DIRECTION:
Convert the part of the rows that opens at their start and closes with the line containing "200 133 L 200", that line included, into a JSON list of strings with one string per line and no blank lines.

☆ ☆ ☆ ☆

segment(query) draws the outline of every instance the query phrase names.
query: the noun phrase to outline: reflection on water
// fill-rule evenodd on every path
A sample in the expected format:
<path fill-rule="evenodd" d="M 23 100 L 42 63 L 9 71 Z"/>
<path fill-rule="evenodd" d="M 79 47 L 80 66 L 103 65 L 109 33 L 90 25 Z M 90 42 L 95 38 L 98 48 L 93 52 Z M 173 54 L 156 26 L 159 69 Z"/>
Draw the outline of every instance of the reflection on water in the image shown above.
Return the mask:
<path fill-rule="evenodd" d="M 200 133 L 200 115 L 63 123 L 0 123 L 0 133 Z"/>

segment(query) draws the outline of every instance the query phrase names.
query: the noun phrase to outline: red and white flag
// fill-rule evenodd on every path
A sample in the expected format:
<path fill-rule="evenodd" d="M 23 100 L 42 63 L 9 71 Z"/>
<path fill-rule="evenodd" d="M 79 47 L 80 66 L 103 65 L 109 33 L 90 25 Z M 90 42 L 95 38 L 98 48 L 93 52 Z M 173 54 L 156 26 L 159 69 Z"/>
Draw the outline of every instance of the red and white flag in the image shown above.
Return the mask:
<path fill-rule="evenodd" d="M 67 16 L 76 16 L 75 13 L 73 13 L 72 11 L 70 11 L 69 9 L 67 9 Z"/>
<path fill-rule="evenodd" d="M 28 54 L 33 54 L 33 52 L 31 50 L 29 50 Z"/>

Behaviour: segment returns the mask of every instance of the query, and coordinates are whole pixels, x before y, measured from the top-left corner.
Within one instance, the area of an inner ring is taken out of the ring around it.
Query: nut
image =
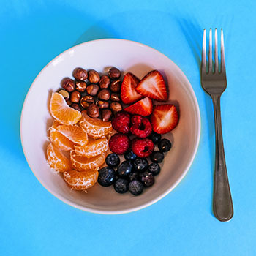
[[[73,103],[78,103],[81,97],[81,94],[78,91],[74,91],[70,94],[70,101]]]
[[[121,72],[116,67],[111,67],[108,71],[108,75],[112,79],[118,79],[121,75]]]
[[[93,118],[96,118],[99,116],[99,108],[95,104],[91,104],[87,108],[87,115]]]
[[[86,88],[86,91],[89,94],[95,96],[99,90],[99,87],[98,85],[91,83]]]
[[[98,97],[102,100],[108,100],[110,98],[110,93],[108,89],[102,89],[99,91]]]
[[[122,106],[119,102],[112,102],[110,104],[110,110],[116,113],[122,110]]]
[[[110,90],[113,92],[118,92],[120,91],[121,86],[121,81],[120,80],[116,80],[111,83]]]
[[[77,67],[73,71],[73,77],[76,80],[86,80],[88,77],[87,71],[82,69],[81,67]]]
[[[88,79],[92,83],[97,83],[99,81],[100,77],[97,71],[90,70],[88,72]]]
[[[62,88],[69,92],[73,91],[75,90],[75,85],[72,79],[70,79],[69,78],[64,78],[61,83]]]
[[[103,121],[109,121],[113,116],[112,111],[110,109],[102,109],[102,119]]]
[[[108,88],[108,86],[110,83],[110,79],[109,79],[109,77],[106,75],[103,75],[99,82],[99,87],[102,89]]]

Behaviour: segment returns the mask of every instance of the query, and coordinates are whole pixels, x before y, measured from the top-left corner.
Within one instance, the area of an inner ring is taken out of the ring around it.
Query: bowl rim
[[[34,83],[36,83],[36,81],[37,80],[37,78],[40,76],[41,73],[49,66],[53,62],[54,62],[56,59],[58,59],[59,57],[61,57],[61,56],[63,56],[66,52],[72,50],[73,49],[80,47],[81,45],[89,45],[89,44],[94,44],[94,43],[97,43],[99,42],[111,42],[111,41],[116,41],[116,42],[129,42],[132,44],[135,44],[137,45],[138,46],[140,47],[143,47],[143,48],[149,48],[151,50],[155,51],[157,52],[158,54],[162,56],[163,57],[167,58],[175,66],[176,66],[176,68],[178,68],[178,69],[180,69],[181,71],[181,74],[184,76],[184,79],[186,80],[186,83],[189,85],[189,86],[187,88],[187,89],[189,91],[190,93],[190,96],[192,97],[193,99],[193,103],[194,103],[194,107],[195,109],[195,113],[197,114],[197,132],[196,134],[196,143],[195,145],[194,146],[194,149],[193,149],[193,154],[192,156],[188,163],[188,165],[187,165],[186,169],[184,169],[184,171],[183,172],[182,175],[179,177],[178,179],[177,179],[176,181],[176,182],[174,183],[174,184],[170,187],[168,189],[167,189],[164,193],[159,195],[159,196],[157,196],[156,198],[154,198],[154,200],[145,203],[140,206],[136,206],[136,207],[133,207],[132,208],[129,208],[129,209],[124,209],[124,210],[117,210],[117,211],[108,211],[108,210],[97,210],[97,209],[93,209],[91,208],[88,208],[86,206],[80,206],[77,203],[73,203],[72,201],[67,199],[66,197],[63,197],[61,195],[56,195],[51,189],[48,188],[47,187],[46,184],[45,184],[44,183],[42,183],[39,178],[37,177],[37,173],[33,170],[33,169],[31,168],[31,164],[29,163],[29,157],[26,155],[24,146],[23,146],[23,114],[24,114],[24,107],[26,105],[27,102],[27,99],[29,98],[29,95],[31,91],[32,87],[34,86]],[[87,212],[90,212],[90,213],[94,213],[94,214],[127,214],[127,213],[130,213],[130,212],[133,212],[138,210],[140,210],[143,209],[144,208],[146,208],[148,206],[150,206],[151,205],[153,205],[154,203],[157,203],[157,201],[159,201],[159,200],[161,200],[162,198],[163,198],[164,197],[165,197],[167,195],[168,195],[172,190],[173,190],[177,185],[181,181],[181,180],[184,178],[184,176],[187,175],[187,173],[188,173],[194,159],[195,159],[195,154],[197,151],[198,149],[198,146],[199,146],[199,142],[200,142],[200,132],[201,132],[201,119],[200,119],[200,109],[199,109],[199,105],[198,105],[198,102],[197,102],[197,99],[195,97],[195,91],[192,89],[192,85],[190,84],[190,82],[189,81],[189,80],[187,79],[186,75],[182,72],[182,70],[180,69],[180,67],[176,64],[174,63],[170,58],[168,58],[167,56],[166,56],[164,53],[161,53],[160,51],[159,51],[158,50],[156,50],[155,48],[148,46],[147,45],[138,42],[135,42],[135,41],[132,41],[132,40],[128,40],[128,39],[116,39],[116,38],[106,38],[106,39],[95,39],[95,40],[90,40],[88,42],[82,42],[80,44],[76,45],[75,46],[72,46],[68,49],[67,49],[66,50],[61,52],[61,53],[59,53],[58,56],[56,56],[55,58],[53,58],[50,62],[48,62],[44,67],[43,69],[38,73],[38,75],[37,75],[37,77],[34,78],[34,81],[32,82],[31,85],[29,87],[29,89],[26,94],[26,96],[25,97],[23,104],[23,107],[22,107],[22,111],[21,111],[21,116],[20,116],[20,140],[21,140],[21,146],[22,146],[22,149],[25,156],[25,158],[26,159],[26,162],[31,169],[31,170],[32,171],[32,173],[34,173],[34,175],[35,176],[35,177],[37,178],[37,179],[38,180],[38,181],[41,184],[41,185],[46,189],[46,190],[48,190],[52,195],[53,195],[54,197],[57,197],[58,199],[59,199],[60,200],[61,200],[62,202],[65,203],[66,204],[71,206],[72,207],[75,207],[78,209],[82,210],[82,211],[85,211]]]

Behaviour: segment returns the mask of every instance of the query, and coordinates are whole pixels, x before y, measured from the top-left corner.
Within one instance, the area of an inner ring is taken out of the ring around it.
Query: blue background
[[[254,1],[0,1],[0,255],[255,255],[256,4]],[[227,89],[222,97],[227,166],[235,214],[212,213],[212,103],[200,80],[203,29],[224,29]],[[162,52],[189,80],[201,112],[200,142],[181,184],[145,209],[105,216],[74,208],[33,175],[21,148],[26,94],[63,50],[121,38]]]

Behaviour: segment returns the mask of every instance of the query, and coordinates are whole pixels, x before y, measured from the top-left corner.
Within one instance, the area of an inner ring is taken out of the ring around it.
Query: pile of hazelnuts
[[[90,117],[109,121],[113,114],[122,110],[121,75],[116,67],[101,75],[95,70],[77,67],[72,73],[75,80],[64,78],[59,93],[71,108],[79,111],[86,110]]]

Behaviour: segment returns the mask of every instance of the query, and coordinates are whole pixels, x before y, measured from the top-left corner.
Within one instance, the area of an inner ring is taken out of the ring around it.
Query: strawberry
[[[143,96],[139,94],[135,90],[139,82],[139,79],[130,72],[124,75],[121,86],[121,99],[124,103],[133,103],[143,98]]]
[[[140,80],[136,91],[141,95],[160,102],[168,99],[164,78],[157,70],[152,70]]]
[[[151,121],[154,132],[159,134],[170,132],[178,122],[176,108],[170,104],[156,105]]]
[[[130,113],[131,114],[146,116],[149,116],[152,113],[152,101],[149,98],[146,97],[124,108],[124,110]]]

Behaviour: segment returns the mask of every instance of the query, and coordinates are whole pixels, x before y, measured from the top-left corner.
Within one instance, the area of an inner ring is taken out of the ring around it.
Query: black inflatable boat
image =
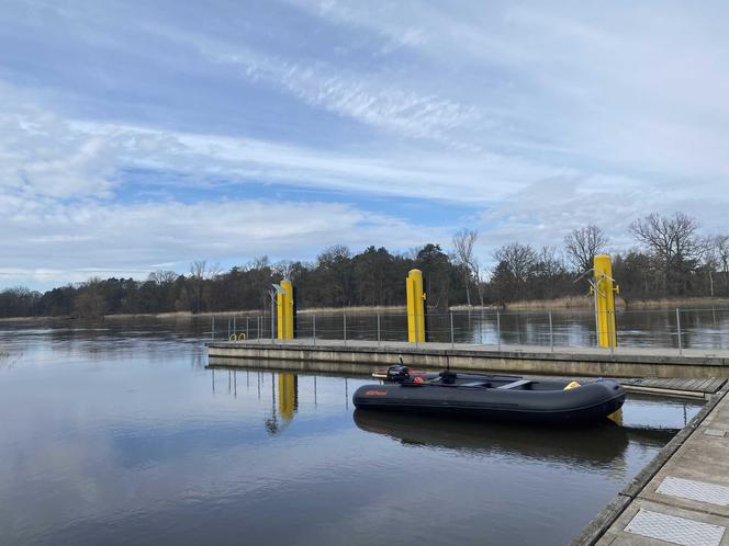
[[[352,401],[358,409],[571,424],[607,418],[623,407],[625,390],[610,379],[579,385],[452,372],[411,375],[406,366],[391,366],[384,385],[359,387]]]

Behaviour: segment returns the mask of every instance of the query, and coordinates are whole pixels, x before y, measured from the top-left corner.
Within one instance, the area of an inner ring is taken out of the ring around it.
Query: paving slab
[[[729,396],[718,402],[597,539],[598,545],[729,545]],[[598,534],[598,533],[597,533]],[[593,536],[595,533],[593,533]],[[586,542],[594,544],[594,541]]]

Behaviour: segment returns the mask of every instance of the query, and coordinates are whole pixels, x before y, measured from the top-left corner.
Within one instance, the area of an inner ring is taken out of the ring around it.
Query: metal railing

☆ ☆ ☆ ☆

SOLUTION:
[
  "segment(query) draws the outline of every instance the query phrase names.",
  "query: the noun phrase to outline: reflection on water",
  "// fill-rule evenodd on every path",
  "A sample in the expected format:",
  "<path fill-rule=\"evenodd\" d=\"M 23 100 L 42 63 L 9 71 Z\"/>",
  "<path fill-rule=\"evenodd\" d=\"M 79 47 L 80 66 L 103 65 L 109 33 L 90 25 Z M 90 42 L 95 38 L 98 48 L 93 52 Z M 173 54 L 156 26 L 159 69 Z\"/>",
  "Draw the outline of every instance of the reflection on water in the image shown above.",
  "Return the mask:",
  "<path fill-rule=\"evenodd\" d=\"M 200 133 L 200 115 L 63 123 L 0 123 L 0 133 Z\"/>"
]